### What this task involves
Copy the lines below word for word, leaving out any pictures.
--- BEGIN ---
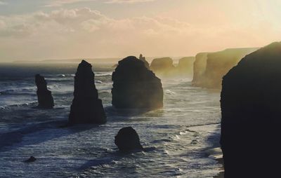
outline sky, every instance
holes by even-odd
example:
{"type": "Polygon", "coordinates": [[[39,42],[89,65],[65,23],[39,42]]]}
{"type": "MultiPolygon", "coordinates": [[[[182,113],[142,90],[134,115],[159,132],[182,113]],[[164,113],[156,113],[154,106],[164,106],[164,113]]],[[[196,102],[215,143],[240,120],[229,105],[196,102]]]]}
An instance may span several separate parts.
{"type": "Polygon", "coordinates": [[[0,62],[180,57],[281,41],[280,0],[0,0],[0,62]]]}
--- END ---
### Completed task
outline sky, every instance
holes by even-odd
example:
{"type": "Polygon", "coordinates": [[[39,42],[89,65],[65,23],[39,42]]]}
{"type": "MultiPolygon", "coordinates": [[[[182,113],[142,90],[134,115],[159,132],[182,113]],[[164,113],[156,113],[154,106],[164,106],[164,113]]],[[[196,102],[215,143],[240,120],[229,105],[196,102]]]]}
An instance may span several separate parts.
{"type": "Polygon", "coordinates": [[[0,62],[180,57],[281,41],[280,0],[0,0],[0,62]]]}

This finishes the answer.